Exercise passage:

━━━━

Calling it a “defining step” and a “proud moment”, Modi said the 500 MWe reactor marks India’s advance into the second stage of its long-planned three-stage nuclear programme.

The achievement is significant not just because of the reactor itself, but because of what it is meant to unlock. India’s nuclear strategy has long been built around eventually using its large thorium reserves, and the fast-breeder stage is central to that roadmap.

In his statement, PM Modi described the PFBR as a “decisive step towards harnessing our vast thorium reserves”, while earlier official material from the Prime Minister’s Office explained that fast breeder reactors are the bridge between India’s current uranium-based system and a future thorium-based stage.

The Kalpakkam reactor has been developed by Bharatiya Nabhikiya Vidyut Nigam Limited, or BHAVINI, a public sector company created in 2003 to build and operate the project. Official government material says the PFBR has been designed and constructed indigenously, with contributions from more than 200 Indian industries, including micro, small and medium enterprises. That makes the reactor a flagship example of domestic nuclear engineering and industrial capability, not just a power project.

Technically, the PFBR is built around fast breeder technology that allows it to generate more fissile material than it consumes. It will initially use uranium-plutonium mixed oxide fuel, while the uranium-238 blanket surrounding the core undergoes transmutation to create more usable fuel. The same official explanation says thorium-232 can also be used as a blanket material in this stage, producing uranium-233 for India’s future third-stage reactors.

━━━━

Work request 1: In the passage on the Kalpakkam reactor, in what year was BHAVINI created?
Work request 2: From the passage on the Kalpakkam reactor, return everything from "The achievement is" down to "to that roadmap.", copied word for word.

Data:
━━━━

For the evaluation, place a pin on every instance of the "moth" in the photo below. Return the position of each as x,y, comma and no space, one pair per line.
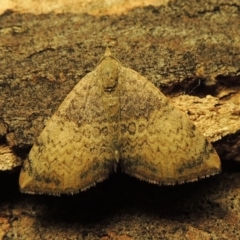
115,118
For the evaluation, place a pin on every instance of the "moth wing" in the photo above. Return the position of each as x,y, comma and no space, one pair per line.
159,143
72,153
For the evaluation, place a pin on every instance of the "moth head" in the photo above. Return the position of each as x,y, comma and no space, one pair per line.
109,74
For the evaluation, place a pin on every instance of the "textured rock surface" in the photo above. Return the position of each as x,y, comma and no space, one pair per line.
187,47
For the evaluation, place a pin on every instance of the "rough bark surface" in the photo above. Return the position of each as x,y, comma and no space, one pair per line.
185,48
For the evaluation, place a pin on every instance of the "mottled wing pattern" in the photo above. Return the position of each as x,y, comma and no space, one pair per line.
72,153
159,143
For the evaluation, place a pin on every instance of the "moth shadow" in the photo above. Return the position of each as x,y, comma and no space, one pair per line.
124,195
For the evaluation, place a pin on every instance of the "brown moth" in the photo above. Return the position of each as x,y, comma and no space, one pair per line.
114,117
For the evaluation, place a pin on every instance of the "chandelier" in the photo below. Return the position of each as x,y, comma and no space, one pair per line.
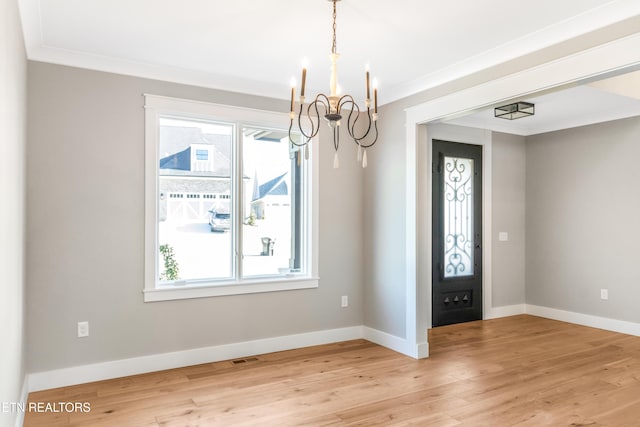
332,108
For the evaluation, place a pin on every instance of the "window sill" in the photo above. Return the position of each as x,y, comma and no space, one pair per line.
169,293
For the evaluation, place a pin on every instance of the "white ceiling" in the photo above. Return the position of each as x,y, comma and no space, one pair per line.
610,99
255,46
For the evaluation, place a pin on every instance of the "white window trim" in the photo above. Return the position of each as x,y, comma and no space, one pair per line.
156,106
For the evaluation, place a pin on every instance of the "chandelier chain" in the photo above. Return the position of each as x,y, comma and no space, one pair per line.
333,45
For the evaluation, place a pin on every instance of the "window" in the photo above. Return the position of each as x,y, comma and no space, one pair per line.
239,217
202,154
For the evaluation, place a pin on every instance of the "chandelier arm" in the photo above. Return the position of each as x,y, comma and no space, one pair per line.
314,126
351,124
375,138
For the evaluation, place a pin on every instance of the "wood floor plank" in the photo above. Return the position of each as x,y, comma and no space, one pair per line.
521,370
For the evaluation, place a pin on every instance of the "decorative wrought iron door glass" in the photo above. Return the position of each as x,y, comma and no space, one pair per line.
458,217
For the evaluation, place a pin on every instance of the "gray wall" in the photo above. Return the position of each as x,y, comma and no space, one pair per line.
85,223
385,242
582,208
508,166
13,96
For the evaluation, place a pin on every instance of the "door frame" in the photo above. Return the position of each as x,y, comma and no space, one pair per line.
616,57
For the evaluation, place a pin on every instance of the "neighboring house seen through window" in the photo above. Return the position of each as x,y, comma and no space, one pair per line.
227,203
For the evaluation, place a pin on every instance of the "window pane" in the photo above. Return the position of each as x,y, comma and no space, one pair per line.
269,170
194,207
458,217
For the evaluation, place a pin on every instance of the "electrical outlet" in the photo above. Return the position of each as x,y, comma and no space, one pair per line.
83,329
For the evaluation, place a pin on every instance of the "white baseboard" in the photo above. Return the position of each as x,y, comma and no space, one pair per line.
157,362
605,323
505,311
24,396
401,345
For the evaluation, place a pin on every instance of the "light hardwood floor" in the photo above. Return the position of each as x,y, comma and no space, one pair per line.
520,370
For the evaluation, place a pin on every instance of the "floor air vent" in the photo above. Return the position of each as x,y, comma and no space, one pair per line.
247,360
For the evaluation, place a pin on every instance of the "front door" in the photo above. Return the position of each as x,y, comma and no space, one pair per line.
457,233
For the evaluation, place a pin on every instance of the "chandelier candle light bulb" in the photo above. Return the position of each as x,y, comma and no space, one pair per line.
331,107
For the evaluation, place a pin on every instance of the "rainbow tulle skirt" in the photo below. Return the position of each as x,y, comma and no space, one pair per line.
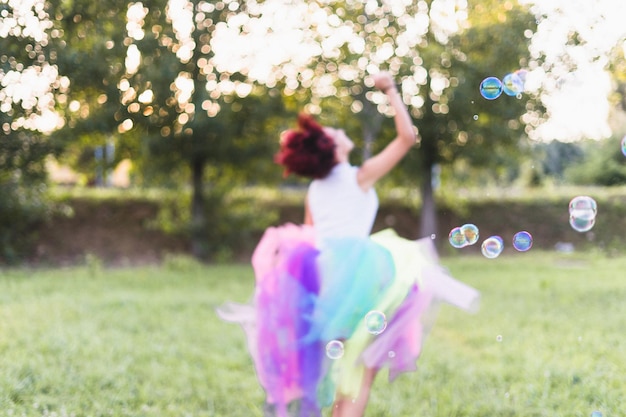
309,327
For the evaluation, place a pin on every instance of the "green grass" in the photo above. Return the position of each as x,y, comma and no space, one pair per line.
89,341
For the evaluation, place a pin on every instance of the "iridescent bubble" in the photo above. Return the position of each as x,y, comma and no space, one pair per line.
492,247
457,238
583,207
491,88
470,231
375,322
522,241
582,224
512,85
334,349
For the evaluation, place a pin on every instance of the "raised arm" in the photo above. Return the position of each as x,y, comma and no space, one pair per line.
377,166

━━━━

Written solution 1: 2003

Written solution 2:
The achievement is significant not just because of the reactor itself, but because of what it is meant to unlock. India’s nuclear strategy has long been built around eventually using its large thorium reserves, and the fast-breeder stage is central to that roadmap.